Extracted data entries
** Begin **

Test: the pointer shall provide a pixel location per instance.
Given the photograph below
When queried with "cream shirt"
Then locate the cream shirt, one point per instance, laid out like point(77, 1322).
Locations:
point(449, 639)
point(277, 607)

** End **
** Begin **

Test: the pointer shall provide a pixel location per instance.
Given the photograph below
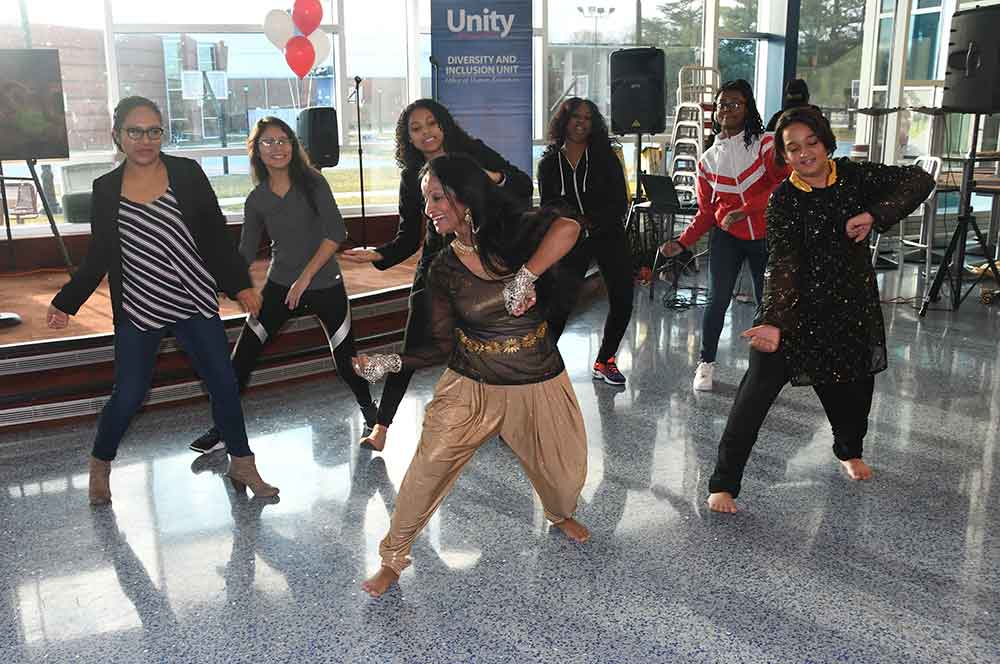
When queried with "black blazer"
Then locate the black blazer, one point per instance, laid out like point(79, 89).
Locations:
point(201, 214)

** End **
** Begin **

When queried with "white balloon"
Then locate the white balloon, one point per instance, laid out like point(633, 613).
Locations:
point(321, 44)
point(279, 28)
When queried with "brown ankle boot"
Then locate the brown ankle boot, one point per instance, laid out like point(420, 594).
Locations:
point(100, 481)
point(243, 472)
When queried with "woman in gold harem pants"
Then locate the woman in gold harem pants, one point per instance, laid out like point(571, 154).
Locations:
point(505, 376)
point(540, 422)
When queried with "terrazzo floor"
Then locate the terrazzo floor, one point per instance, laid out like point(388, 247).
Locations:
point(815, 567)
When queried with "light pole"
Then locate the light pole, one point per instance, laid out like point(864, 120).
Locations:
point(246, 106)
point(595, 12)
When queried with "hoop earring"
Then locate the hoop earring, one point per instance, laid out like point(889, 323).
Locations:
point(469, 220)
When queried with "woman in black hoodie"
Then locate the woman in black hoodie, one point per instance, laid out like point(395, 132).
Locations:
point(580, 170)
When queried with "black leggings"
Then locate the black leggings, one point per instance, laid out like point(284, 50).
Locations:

** End **

## What this task involves
Which lines in the listing above contain the string "black"? Gather each of them, counting only matches with the same uppercase and lowercase letters.

## Solution to this problem
When queried with "black blazer"
Then locate the black blazer, one point per instance, laid out like point(79, 89).
When queried with "woman in black hoodie"
Then locate the woman in black hoodie, one point per instance, laid out like point(395, 132).
When queried with "black leggings"
Then locate the black leggings, one point per instance, laid out like point(284, 50).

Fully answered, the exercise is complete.